- WHAT YOU ARE ASKED TO DO
Write the data out again, exactly as given.

◇ ◇ ◇ ◇ ◇ ◇ ◇

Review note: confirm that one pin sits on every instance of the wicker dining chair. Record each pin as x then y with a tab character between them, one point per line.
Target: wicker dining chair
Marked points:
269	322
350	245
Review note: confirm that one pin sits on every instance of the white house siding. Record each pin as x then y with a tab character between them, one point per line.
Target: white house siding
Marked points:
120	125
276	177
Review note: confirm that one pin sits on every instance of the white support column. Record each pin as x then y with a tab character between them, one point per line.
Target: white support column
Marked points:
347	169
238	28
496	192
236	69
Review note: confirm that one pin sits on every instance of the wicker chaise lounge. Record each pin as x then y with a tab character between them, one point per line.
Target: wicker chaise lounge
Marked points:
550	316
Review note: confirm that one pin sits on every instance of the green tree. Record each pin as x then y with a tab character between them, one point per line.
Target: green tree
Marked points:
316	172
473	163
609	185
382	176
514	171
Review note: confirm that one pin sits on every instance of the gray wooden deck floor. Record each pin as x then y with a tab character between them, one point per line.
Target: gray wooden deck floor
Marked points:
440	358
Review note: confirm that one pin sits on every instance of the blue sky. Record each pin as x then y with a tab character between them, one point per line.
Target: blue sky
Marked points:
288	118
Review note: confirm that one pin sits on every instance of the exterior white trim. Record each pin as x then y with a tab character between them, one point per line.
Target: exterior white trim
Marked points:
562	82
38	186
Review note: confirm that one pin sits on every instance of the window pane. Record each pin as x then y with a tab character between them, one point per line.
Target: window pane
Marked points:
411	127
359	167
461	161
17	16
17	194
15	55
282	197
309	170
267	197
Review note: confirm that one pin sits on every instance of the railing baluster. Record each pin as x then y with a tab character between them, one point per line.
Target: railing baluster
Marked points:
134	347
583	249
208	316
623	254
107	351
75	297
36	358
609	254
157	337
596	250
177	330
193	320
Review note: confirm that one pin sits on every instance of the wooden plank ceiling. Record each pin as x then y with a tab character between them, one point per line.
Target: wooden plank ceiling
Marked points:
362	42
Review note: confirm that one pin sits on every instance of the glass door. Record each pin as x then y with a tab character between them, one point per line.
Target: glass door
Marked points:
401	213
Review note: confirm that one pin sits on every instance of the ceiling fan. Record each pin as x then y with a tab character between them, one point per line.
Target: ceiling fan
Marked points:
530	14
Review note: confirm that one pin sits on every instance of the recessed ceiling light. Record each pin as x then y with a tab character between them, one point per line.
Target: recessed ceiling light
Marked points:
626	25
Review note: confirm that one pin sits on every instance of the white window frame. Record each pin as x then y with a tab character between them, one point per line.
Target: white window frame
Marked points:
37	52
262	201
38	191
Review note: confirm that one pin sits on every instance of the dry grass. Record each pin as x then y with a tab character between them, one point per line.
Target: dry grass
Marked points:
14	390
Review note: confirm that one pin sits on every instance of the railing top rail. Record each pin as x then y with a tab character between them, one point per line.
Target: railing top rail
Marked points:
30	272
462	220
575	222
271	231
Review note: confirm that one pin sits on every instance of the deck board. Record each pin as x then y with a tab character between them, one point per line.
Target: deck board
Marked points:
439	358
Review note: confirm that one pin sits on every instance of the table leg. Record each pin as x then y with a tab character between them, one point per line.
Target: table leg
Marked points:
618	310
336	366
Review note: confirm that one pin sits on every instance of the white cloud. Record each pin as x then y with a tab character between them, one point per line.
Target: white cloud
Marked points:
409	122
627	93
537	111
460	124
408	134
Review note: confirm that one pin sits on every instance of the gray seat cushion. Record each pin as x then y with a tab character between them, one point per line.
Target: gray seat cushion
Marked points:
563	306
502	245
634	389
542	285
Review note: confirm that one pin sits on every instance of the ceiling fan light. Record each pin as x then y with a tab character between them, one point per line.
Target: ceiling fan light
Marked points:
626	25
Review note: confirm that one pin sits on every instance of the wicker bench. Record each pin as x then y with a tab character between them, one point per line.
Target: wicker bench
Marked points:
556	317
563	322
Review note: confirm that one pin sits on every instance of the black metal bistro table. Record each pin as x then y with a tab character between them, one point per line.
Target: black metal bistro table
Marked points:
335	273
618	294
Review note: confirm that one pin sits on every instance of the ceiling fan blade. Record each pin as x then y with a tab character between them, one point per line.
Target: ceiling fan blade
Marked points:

◇ ◇ ◇ ◇ ◇ ◇ ◇

- WORKED ANSWER
Review note: confirm that one pin sits on every instance of the wicker dining chair. Record each pin as x then y with a tab character between them, one point per line.
Target: wicker dining chair
Marked points:
269	322
350	245
Review note: confirm that one pin sits on every instance of the white house siding. Record each pin as x then y with a tab character between them, one point per line.
Target: white house siding
Marked points:
120	125
276	177
Review note: confirm that one pin sits on every instance of the white support column. Record each pin as x then y with a tab character between them, one point per line.
Target: white support column
Marked points:
347	169
238	28
496	192
236	69
Review note: confirm that one pin sits on every instance of the wicker chaise lounge. Record each pin as x then y with a tab character between them, one point per line.
Target: wicker chaise lounge
Marked points:
550	316
Review note: confirm that one pin sits on every instance of the green tree. Record each pin as x then y with a tab character between them, one point per line.
Target: green tree
Marked points:
316	172
473	163
609	185
382	176
514	171
Review note: confirm that one pin sits on every instance of the gray wooden deck floor. Record each pin as x then y with a tab character between them, one point per line.
Target: gray wooden deck floor
Marked points:
440	358
Review note: confirm that one pin sits on every instance of the blue sky. Record each pin as x then y with a tab character between them, one point per line.
Target: blue sky
Marked points:
288	118
Review note: confirm that one pin sits on every instance of the exterior white trim. Record each pin as x then y with a tab character between them, one point per line.
Target: exterior white trim
Marked points:
562	82
38	186
Review note: confirm that one pin sits on every instance of the window pane. Record each pin as x then y with a tab character between them, one point per line.
Target: window pane
Marked points:
411	127
359	167
461	161
17	16
17	194
15	55
282	197
309	170
267	197
Review note: confirm that one pin sits on every instance of the railing baluster. Record each pin as x then y with a tab character between them, one point per line.
Target: railing baluster
Marked points:
134	347
583	249
208	316
623	254
107	351
75	297
36	358
609	254
157	337
596	250
177	330
193	320
Review note: confirm that one pin sits on every instance of the wooden plank ceiling. Record each pin as x then y with a tab character between them, one point per line.
Target: wooden plank ceiling
Marked points:
362	42
Review note: confirm that one pin sits on every instance of the glass door. Record each pin as x then y with a tab character between them, one point per line.
Target: glass door
Marked points:
401	213
Review note: confirm that one pin sits on every instance of the ceiling fan. Record each pin as x then y with a tab character between them, one point per line.
Target: ceiling fan
Marked points:
530	14
Review note: confirm that one pin sits on every instance of the recessed ceiling light. Record each pin as x then y with a tab character between them, one point per line.
Target: recessed ceiling light
Marked points:
626	25
Review note: confirm that one pin sits on every instance of the white window frame. Record each pin as x then y with a tab character between them, one point per line.
Target: white window frame
Marked points:
37	52
262	201
38	191
Review note: confirm that one pin sits on every instance of the dry grass. Record each pin as x then y with a tab character between them, one point per line.
Target: dry grass
Marked points:
14	390
Review note: confirm that one pin sits on every instance of the railing top rail. Record each pin as x then y with a tab character between them, one point per line.
Target: railing top rail
Marked points:
30	272
462	220
575	222
271	231
Review note: confirm that one pin sits on every instance of the deck board. Record each pin as x then y with a tab character between them, one point per line.
Target: deck board
Marked points:
439	358
Review note: confirm that one pin sits on every instance of the table leg. Record each pin as x then y with a tab character between them, one point per line.
Target: table leg
Marked points:
618	310
336	366
Review note: confirm that one pin sits on every instance of the white cloud. Record each pin as x then y with a tab character between them, one point per line.
Target: white cloud
Marked points:
409	122
627	93
537	111
460	124
408	134
Review note: confirm that one pin sits on every instance of the gray seat cushion. Record each pin as x then y with a tab character between them, one point per line.
Target: gray seat cushion
Marked points:
563	306
502	245
634	389
542	285
Review note: confirm that one pin sits on every instance of the ceiling fan light. Record each pin as x then y with a tab character between them, one point per line.
Target: ceiling fan light
Marked points:
626	25
Review note: confirm that one pin sits on every instance of the wicker bench. Record each pin as x then y with a tab character between them, one point per line.
Target: wicker bench
Marked points:
556	317
563	322
Review note: confirm that one pin sits on every instance of the black metal bistro table. Record each pin as x then y with a tab character between them, one point per line.
Target: black metal bistro table
Marked points:
335	273
618	294
Review note: confirm that one pin sits on every instance of the ceiling fan blade. Record each pin as x then y with a tab character between them, one point per line.
Target: ceiling fan blade
Marked points:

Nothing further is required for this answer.